** Objective **
Report how many lines of the data below contain the word "tree", giving only the number.

** Task material **
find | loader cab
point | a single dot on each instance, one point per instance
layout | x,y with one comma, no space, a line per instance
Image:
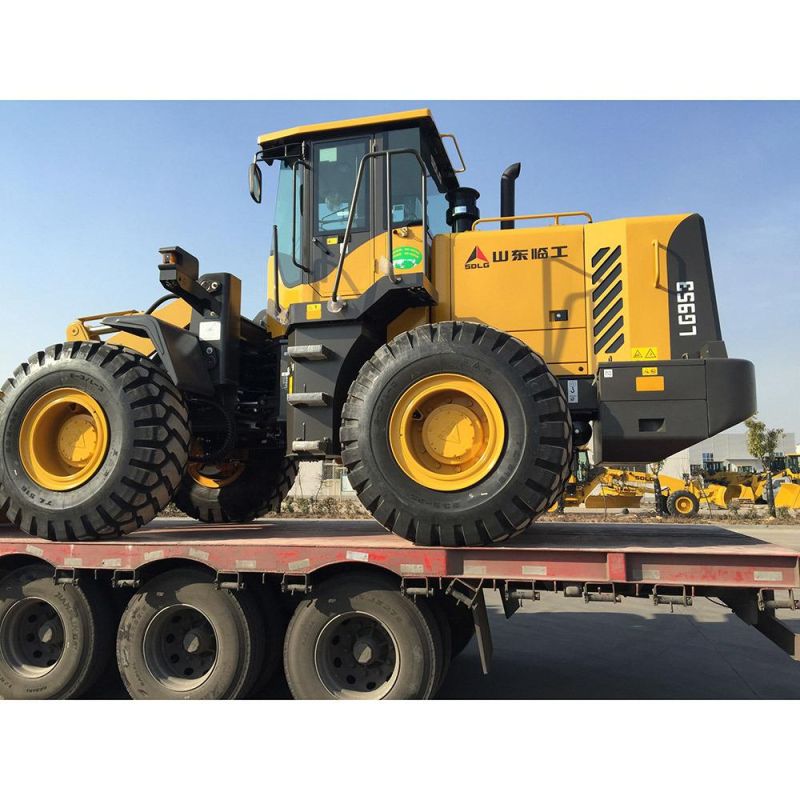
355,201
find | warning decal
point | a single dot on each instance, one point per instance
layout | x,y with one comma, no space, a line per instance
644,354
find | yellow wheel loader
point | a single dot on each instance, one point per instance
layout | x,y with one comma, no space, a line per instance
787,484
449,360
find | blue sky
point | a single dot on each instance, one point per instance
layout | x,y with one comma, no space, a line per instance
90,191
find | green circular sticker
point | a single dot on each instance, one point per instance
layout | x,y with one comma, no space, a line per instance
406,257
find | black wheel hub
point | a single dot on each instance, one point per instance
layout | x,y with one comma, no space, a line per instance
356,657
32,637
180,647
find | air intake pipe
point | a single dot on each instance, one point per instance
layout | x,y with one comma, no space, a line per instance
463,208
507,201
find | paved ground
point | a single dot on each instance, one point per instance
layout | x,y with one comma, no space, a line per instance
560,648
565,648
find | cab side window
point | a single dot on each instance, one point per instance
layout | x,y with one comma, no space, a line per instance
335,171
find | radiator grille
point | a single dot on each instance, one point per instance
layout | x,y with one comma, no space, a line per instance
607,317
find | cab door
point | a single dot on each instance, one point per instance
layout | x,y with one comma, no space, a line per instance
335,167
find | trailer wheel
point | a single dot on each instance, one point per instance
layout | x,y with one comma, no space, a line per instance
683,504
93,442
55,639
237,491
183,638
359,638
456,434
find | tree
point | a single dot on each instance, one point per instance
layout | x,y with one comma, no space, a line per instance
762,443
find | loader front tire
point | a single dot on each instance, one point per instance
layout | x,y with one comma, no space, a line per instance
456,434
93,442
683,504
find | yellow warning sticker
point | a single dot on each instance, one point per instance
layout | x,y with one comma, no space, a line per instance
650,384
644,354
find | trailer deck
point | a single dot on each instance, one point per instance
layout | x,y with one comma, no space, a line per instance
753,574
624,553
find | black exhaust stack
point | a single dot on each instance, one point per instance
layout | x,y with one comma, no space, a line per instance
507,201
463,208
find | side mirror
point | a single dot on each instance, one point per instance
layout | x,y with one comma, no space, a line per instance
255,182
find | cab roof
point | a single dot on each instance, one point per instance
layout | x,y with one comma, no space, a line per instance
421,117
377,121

--

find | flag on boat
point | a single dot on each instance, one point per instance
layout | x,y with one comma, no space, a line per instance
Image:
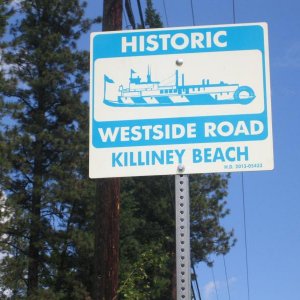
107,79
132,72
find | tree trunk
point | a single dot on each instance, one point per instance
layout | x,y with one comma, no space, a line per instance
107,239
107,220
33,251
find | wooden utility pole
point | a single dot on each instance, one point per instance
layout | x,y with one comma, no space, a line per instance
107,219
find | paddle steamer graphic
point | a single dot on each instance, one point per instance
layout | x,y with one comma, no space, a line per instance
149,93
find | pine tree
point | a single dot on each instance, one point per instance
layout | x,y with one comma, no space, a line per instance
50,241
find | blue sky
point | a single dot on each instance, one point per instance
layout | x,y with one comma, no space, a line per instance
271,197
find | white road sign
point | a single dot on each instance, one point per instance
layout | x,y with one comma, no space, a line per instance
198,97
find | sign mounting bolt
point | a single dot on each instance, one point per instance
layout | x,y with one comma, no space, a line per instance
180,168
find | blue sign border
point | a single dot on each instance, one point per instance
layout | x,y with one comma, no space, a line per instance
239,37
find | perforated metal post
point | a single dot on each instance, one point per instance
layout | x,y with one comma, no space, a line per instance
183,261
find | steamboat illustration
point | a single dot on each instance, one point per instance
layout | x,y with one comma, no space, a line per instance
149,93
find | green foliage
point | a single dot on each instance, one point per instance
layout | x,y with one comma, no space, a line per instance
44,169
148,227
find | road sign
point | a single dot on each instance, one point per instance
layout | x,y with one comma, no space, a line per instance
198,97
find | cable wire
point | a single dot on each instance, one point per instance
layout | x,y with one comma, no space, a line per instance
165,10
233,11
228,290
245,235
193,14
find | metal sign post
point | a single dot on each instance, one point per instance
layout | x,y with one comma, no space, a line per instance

...

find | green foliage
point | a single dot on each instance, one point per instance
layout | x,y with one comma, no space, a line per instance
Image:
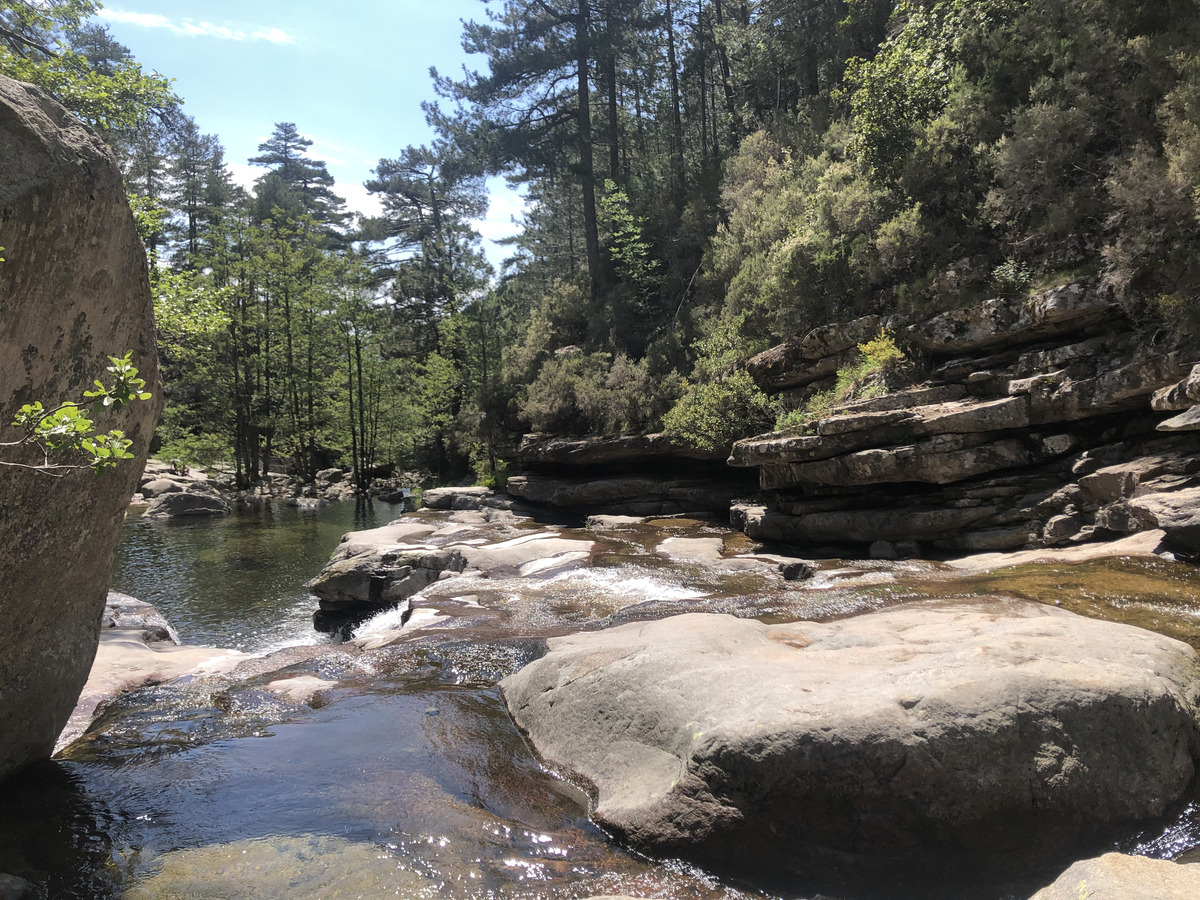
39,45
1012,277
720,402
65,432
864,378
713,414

** In response **
3